DOCUMENT EXCERPT:
'''

Every Thursday morning at 7:00 I start my day with a rollicking, yet professional meeting with the Think Referrals Business Network. We have our breakfast, present our 60 second updates, maybe watch a presentation and/or discuss some of our business challenges. And, we have fun.
Some of the challenges that emerged today related to sales.
Sales. A scary word that conjures up plaid jacketed, smoking, slick used car salesmen and buyer’s remorse. EEK… But, this word is what we all do, all the time. Ask Daniel H. Pink! His newly released book “To Sell Is Human: The Surprising Truth About Moving Others” addresses this very issue. I love Dan Pink’s books (“A Whole New Mind” “Drive”) and this one is another goody. I recommend reading all three.
Pink discusses how we all work in sales, “whether we’re employees pitching colleagues on a new idea, entrepreneurs enticing funders to invest, or parents and teachers cajoling children to study, we spend our days trying to move others.”
Or a homeless person asking for help.

'''

WHAT YOU HAVE TO DO: How would the blog post on sales and Daniel Pink's book continue after its last line? Resume it from that point.

DATA SHOWN:
'''

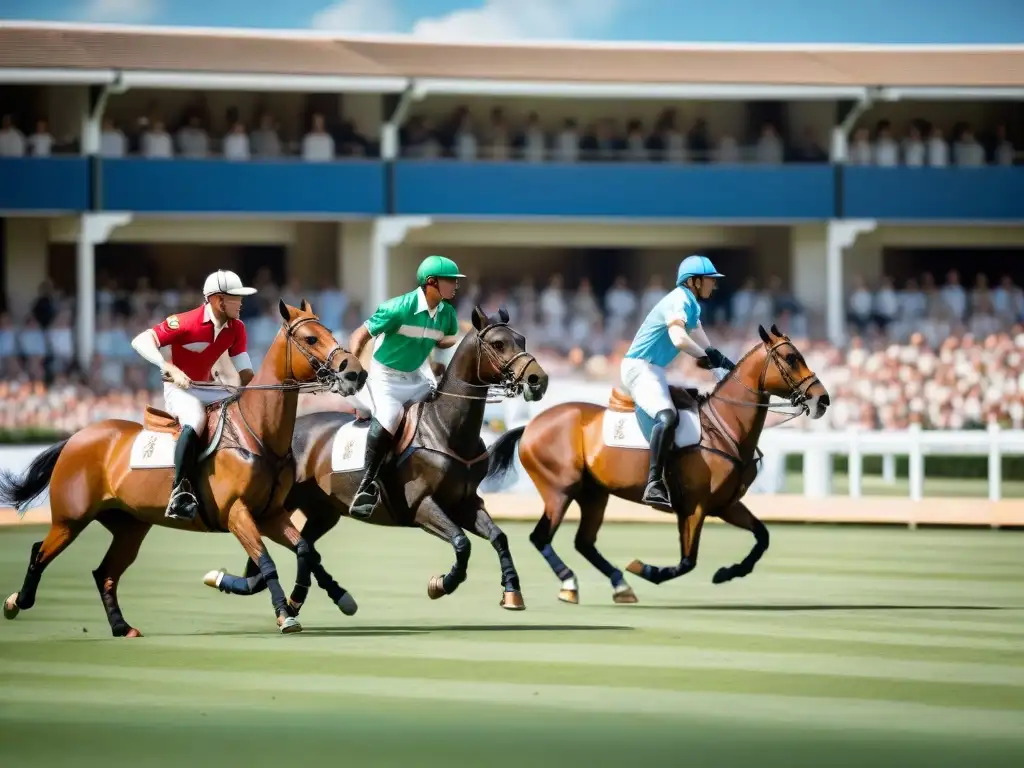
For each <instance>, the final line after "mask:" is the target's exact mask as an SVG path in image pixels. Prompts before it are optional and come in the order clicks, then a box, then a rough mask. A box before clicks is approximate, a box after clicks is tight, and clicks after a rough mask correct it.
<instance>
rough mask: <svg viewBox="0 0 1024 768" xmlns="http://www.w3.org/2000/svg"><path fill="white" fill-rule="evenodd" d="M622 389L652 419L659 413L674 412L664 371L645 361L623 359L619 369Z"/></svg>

'''

REPLY:
When I left the meeting this morning, I was almost to my car when a rough, albeit gentle, thin looking man approached me and started talking.
His first statement: “I’m not going to ask you for money.” I slowed my pace. He asked, “Could you consider maybe getting me some food? A loaf of flax bread or something? My girlfriend is celiac and it’s hard.” I stopped. Celiac? I related. “Oh, that’s tough. I understand as I need to be gluten free, too.”
Oh, oh, I was engaged now. And, I knew it would be very hard to turn my back on this guy. “Maybe you could just take me to a store and buy me some food, because I know people don’t believe me when I ask for money.”
I took a deep breath and decided to help him.
I could just give him money. But, no. Let’s follow this through. “Okay, is there a store nearby?” “Yes, just down the street there is a Nesters.”
He was from Ontario, so he said, and explained that his two kids were in a good foster care in Coquitlam. He wished he could do what he loved but he was in A.A. That touched a button as I have a few friends who have been down that difficult road, too.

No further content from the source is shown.